Benefits of pure function
Asked Answered
K

6

82

Today i was reading about pure function, got confused with its use:

A function is said to be pure if it returns same set of values for same set of inputs and does not have any observable side effects.

e.g. strlen() is a pure function while rand() is an impure one.

__attribute__ ((pure)) int fun(int i)
{
    return i*i;
}

int main()
{
    int i=10;
    printf("%d",fun(i));//outputs 100
    return 0;
}

http://ideone.com/33XJU

The above program behaves in the same way as in the absence of pure declaration.

What are the benefits of declaring a function as pure[if there is no change in output]?

Kathrynekathy answered 22/6, 2012 at 9:42 Comment(20)

- DATASET CONTENT -
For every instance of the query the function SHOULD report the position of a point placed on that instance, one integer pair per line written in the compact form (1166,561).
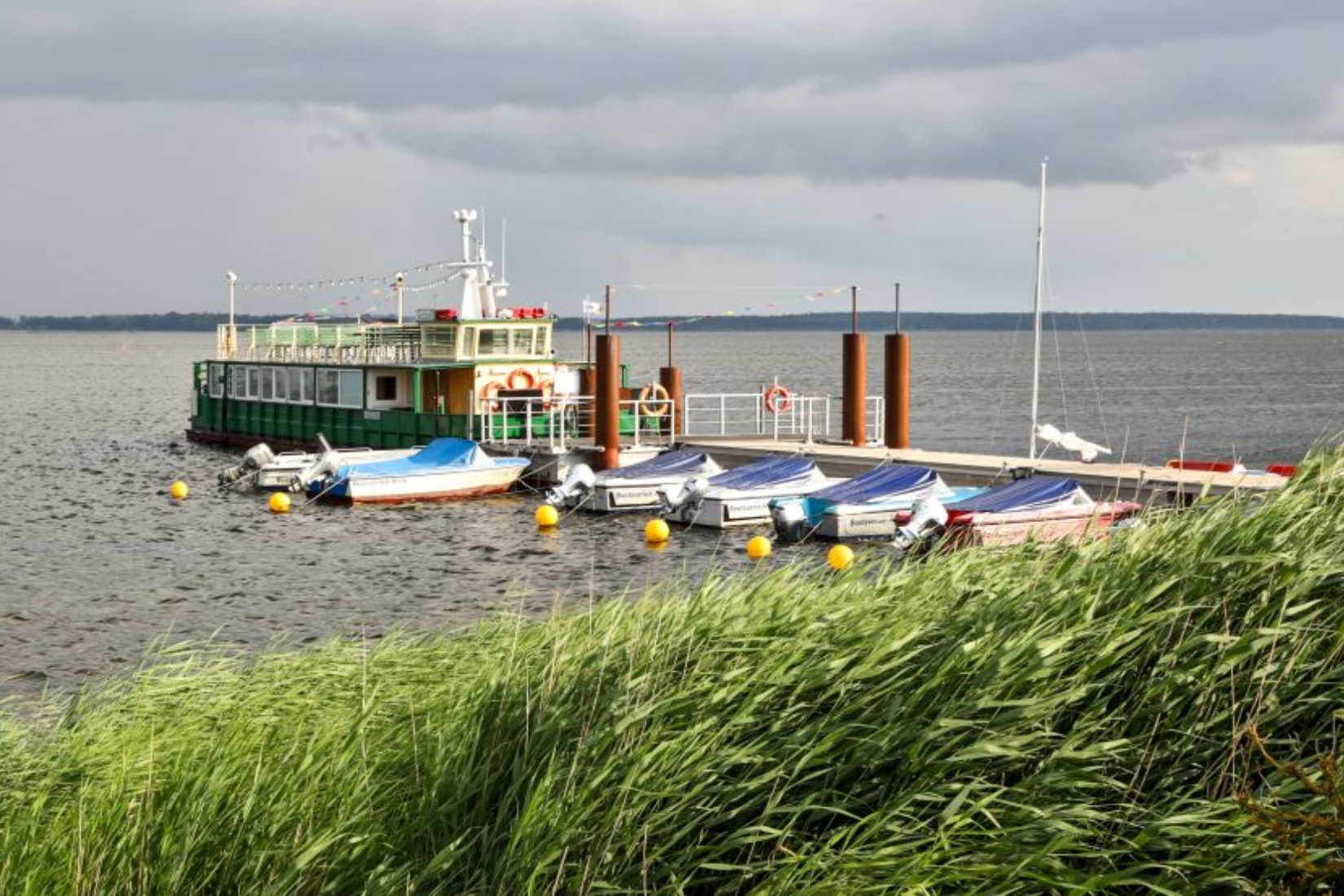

- AIM OF THE TASK -
Transcribe the stretch of the pure-function thread from "Today i was" through "an impure one.". The data come from an unrelated source.

- WRITTEN ANSWER -
Today i was reading about pure function, got confused with its use:

A function is said to be pure if it returns same set of values for same set of inputs and does not have any observable side effects.

e.g. strlen() is a pure function while rand() is an impure one.